======== Supplied data

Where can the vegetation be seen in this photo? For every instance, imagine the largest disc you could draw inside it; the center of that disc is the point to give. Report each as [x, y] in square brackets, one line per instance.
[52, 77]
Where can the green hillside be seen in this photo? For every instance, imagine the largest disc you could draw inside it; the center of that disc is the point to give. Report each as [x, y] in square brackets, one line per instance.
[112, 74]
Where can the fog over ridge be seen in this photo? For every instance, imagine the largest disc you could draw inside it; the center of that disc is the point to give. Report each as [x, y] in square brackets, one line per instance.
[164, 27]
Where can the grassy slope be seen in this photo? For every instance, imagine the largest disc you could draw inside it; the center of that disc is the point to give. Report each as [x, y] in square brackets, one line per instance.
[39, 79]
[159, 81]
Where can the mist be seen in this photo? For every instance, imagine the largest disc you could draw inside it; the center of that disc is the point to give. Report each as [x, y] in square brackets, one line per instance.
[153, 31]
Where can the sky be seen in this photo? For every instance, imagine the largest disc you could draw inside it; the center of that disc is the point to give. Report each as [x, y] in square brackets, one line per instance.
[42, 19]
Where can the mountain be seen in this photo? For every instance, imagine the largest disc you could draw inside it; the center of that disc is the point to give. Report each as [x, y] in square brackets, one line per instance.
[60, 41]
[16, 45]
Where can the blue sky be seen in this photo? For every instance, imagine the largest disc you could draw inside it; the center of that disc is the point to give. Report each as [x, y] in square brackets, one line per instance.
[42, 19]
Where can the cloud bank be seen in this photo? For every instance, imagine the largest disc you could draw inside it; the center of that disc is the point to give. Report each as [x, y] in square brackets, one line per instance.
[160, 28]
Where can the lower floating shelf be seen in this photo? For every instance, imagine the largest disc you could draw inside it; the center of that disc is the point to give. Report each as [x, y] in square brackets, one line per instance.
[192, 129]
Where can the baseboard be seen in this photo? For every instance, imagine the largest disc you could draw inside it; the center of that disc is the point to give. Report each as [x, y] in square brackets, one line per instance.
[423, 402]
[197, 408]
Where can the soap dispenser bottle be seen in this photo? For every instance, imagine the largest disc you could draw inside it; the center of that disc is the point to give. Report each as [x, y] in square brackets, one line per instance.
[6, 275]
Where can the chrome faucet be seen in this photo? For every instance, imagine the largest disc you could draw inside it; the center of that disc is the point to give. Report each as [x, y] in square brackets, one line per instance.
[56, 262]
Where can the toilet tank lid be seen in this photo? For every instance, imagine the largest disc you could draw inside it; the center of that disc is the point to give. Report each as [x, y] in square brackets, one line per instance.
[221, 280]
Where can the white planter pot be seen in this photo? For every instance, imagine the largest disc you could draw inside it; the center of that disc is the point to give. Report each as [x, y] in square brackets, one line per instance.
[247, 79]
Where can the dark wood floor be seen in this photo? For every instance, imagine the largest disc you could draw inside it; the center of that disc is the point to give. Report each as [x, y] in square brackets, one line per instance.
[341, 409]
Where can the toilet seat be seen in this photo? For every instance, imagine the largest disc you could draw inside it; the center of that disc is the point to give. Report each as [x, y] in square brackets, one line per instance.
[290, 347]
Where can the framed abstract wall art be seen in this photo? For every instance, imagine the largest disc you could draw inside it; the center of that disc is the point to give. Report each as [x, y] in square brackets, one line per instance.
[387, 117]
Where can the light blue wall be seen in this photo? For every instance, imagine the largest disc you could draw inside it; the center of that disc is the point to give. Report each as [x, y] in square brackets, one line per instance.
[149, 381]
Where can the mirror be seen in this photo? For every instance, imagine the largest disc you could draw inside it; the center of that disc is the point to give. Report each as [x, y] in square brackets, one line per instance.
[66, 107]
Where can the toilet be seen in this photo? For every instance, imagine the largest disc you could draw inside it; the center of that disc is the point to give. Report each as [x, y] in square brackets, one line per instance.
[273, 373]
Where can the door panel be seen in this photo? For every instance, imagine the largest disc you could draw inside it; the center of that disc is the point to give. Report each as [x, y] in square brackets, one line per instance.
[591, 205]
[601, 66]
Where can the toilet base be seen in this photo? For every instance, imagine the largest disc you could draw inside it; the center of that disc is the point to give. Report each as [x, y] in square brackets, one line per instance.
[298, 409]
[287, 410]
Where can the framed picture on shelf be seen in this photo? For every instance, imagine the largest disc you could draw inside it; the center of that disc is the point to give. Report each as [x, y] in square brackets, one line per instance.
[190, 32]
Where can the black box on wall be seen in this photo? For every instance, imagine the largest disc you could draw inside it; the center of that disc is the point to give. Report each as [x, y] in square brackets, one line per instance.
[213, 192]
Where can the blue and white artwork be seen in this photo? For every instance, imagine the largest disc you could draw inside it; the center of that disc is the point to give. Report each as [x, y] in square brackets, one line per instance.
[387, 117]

================

:: What is expected ::
Extract every record and return it verbatim.

:: Exercise answer ::
Where can the vegetation be seen in this photo? For every instance, imagine the largest disc you could draw inside it; the center of that disc is the point to give. Report each as [x, y] in square brackets, one line per instance.
[52, 77]
Where can the green hillside be seen in this photo? For every instance, imagine the largest disc you could draw inside it; the center of that disc is the point to give. Report each as [x, y] in square brackets, one line per instance.
[112, 74]
Where can the fog over ridge be seen in this photo? For every instance, imagine the largest disc you could draw inside it; the center of that disc is the point to give. Report each as [x, y] in square brackets, one line per instance.
[164, 27]
Where can the grassy slope be seen in this photo? For every instance, imagine the largest disc you could draw inside it; the center of that disc is the point to give. Report each as [x, y] in square brackets, one line per instance.
[39, 79]
[159, 81]
Where can the mist be seen in this photo? For every instance, imagine the largest disc you could draw inside it; the center of that disc is the point to give. Report each as [x, y] in square brackets, one line per instance.
[153, 31]
Where can the sky be seen in this photo? For every instance, imagine the largest disc you could draw inside it; the center of that disc is the point to give. Report each as [x, y] in square brackets, one line per instance.
[42, 19]
Where can the mountain be seen in this photo? For every instance, imagine the largest disc you could draw inside it; the center of that disc is the point to give. Report each as [x, y] in square brackets, one line per instance.
[60, 41]
[16, 45]
Where can the blue sky be seen in this photo? For every instance, imagine the largest disc you could draw inside it; the center of that disc is the point to give. Report each as [x, y] in square brackets, one line per instance.
[42, 19]
Where can the cloud bank be seen in this photo? For every instance, imagine the largest disc you could draw inside it; the center of that disc is the point to give. Report each as [x, y] in square brackets, one line per instance.
[160, 28]
Where can the lower floating shelf be seen in this photo? For every instance, imagine the largest disc you could draw inside it; the center of that disc is the point to give. Report each as [x, y] in square brackets, one line per instance.
[192, 129]
Where can the baseboard be seen in this photo? For every instance, imagine the largest disc you could draw inside it; the center of that disc is the point to give. Report each as [x, y] in square brackets, one line per instance.
[423, 402]
[197, 408]
Where can the soap dispenser bottle be seen in this photo? For every instance, imagine the largest disc you could draw inside it; the center of that disc is the point to give. Report each as [x, y] in square brackets, one line per instance.
[6, 275]
Where can the chrome faucet be seen in this photo? For every instance, imagine the largest disc you could draw inside it; the center of that disc is the point to give. Report each as [x, y] in square brackets, one line per instance.
[56, 262]
Where can the toilet tank lid be seen in this photo? For every instance, imagine the largest disc you could draw inside it; the center of that disc is the point to give. Report each as [x, y] in square brackets, one line per instance.
[221, 280]
Where can the white planter pot be seen in this photo? For every instance, imagine the largest disc you could draw inside it; the center of that disc is the point to give. Report each as [x, y] in square brackets, one line per instance.
[247, 79]
Where can the dark wood floor be seen in this photo? For every instance, imagine the largest disc you could draw inside it; the center of that disc is the point to give. Report each as [x, y] in square brackets, one line per instance.
[341, 409]
Where can the toilet seat be seen in this photo? For every instance, imagine the largest disc you could draw inside it; the center of that disc is the point to give. Report each as [x, y] in square brackets, one line per instance.
[290, 347]
Where can the framed abstract wall art be seen in this photo? For every instance, imagine the largest disc you could draw inside it; the center of that disc is the point to give. Report each as [x, y] in square brackets, one line per instance.
[387, 117]
Where can the light blue wall be seen in this photo? For every instance, imagine the largest disc you could draw inside it; the center of that disc is the point to give. Report each as [x, y] in square brackets, one line per instance.
[149, 381]
Where can the mirror be seen in this photo? For every instance, imagine the largest disc you could draw inside it; the center of that disc is the point to give. Report each as [x, y] in square brackets, one line per instance.
[66, 107]
Where can the toilet be seen in this photo? For every instance, imagine the largest disc you could draw inside it; the center of that disc is the point to give. Report each as [x, y] in square brackets, one line per instance.
[273, 373]
Where can the door panel be seen in this photo? For every instance, imagine the largest disc you could draw inside it; the center of that disc is the point to give. Report each as [x, y] in square brackets, one line per instance.
[591, 205]
[601, 66]
Where can the toilet base be seen in this photo? For every instance, imagine the largest disc you could draw inside it; the center of that disc is the point to give. Report each as [x, y] in square brackets, one line per instance.
[298, 409]
[287, 410]
Where can the framed picture on shelf be seen in this photo? For every instance, imagine the largest disc you could draw inside it; the center of that disc is the point to give. Report each as [x, y] in square brackets, one line per instance.
[190, 32]
Where can the black box on wall be seen in this photo? For every instance, imagine the largest disc you could draw inside it; the center of that disc is the point to give. Report each as [x, y] in square brackets, one line per instance.
[213, 192]
Where can the blue and white artwork be seen in this photo? For every instance, imagine the largest disc you could draw inside it; the center of that disc is the point to give. Report each as [x, y] in square brackets, one line per instance.
[387, 117]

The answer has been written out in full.